RCRA at a glance (2)
- Manages 2.5 billion tons of solid, industrial, and hazardous waste
- Oversees 6,600 facilities with over 20,000 process units in the full permitting universe
- Works to address more than 3,700 existing contaminated facilities needing cleanup, and reviewing as many as 2,000 possible facilities
- Provides $97.3 million in grant funding to help states implement authorized hazardous waste programs
- Provides incentives and opportunities to reduce or avoid greenhouse gas emissions through material and land management practices.
Maintaining and capping a RCRA Subtitle-D compliant landfill
RCRA establishes the framework for a national system of solid waste control. Subtitle D of RCRA regulates the disposal of non-hazardous solid waste and bans open waste dumping. RCRA also sets the minimum federal criteria for the operation of municipal waste and industrial waste landfills, including design criteria, location restrictions, financial assurance, corrective action (cleanup), and closure requirements. States are deeply involved with the enforcement of RCRA Subtitle D, implementing regulations and sometimes creating even more stringent requirements compared to subtitle D. In the absence of an approved state program, the federal requirements must be met by waste facilities.

_Extracted entries_.
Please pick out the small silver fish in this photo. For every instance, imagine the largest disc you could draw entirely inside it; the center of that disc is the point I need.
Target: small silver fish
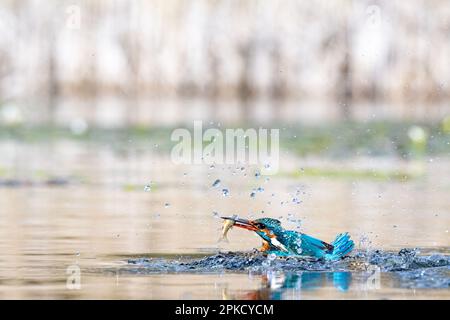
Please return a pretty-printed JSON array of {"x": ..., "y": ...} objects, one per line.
[{"x": 227, "y": 225}]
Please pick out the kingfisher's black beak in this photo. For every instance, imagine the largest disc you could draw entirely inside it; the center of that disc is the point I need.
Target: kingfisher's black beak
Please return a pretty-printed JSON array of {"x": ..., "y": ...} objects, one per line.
[{"x": 242, "y": 223}]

_Goals_.
(a) In the RCRA text, list each item included in the minimum federal criteria for operating municipal and industrial waste landfills.
(b) Return, copied word for word, the part of the RCRA text that opens with the words containing "Maintaining and capping" and closes with "by waste facilities.".

_Answers per task_.
(a)
- design criteria
- location restrictions
- financial assurance
- corrective action (cleanup)
- closure requirements

(b)
Maintaining and capping a RCRA Subtitle-D compliant landfill
RCRA establishes the framework for a national system of solid waste control. Subtitle D of RCRA regulates the disposal of non-hazardous solid waste and bans open waste dumping. RCRA also sets the minimum federal criteria for the operation of municipal waste and industrial waste landfills, including design criteria, location restrictions, financial assurance, corrective action (cleanup), and closure requirements. States are deeply involved with the enforcement of RCRA Subtitle D, implementing regulations and sometimes creating even more stringent requirements compared to subtitle D. In the absence of an approved state program, the federal requirements must be met by waste facilities.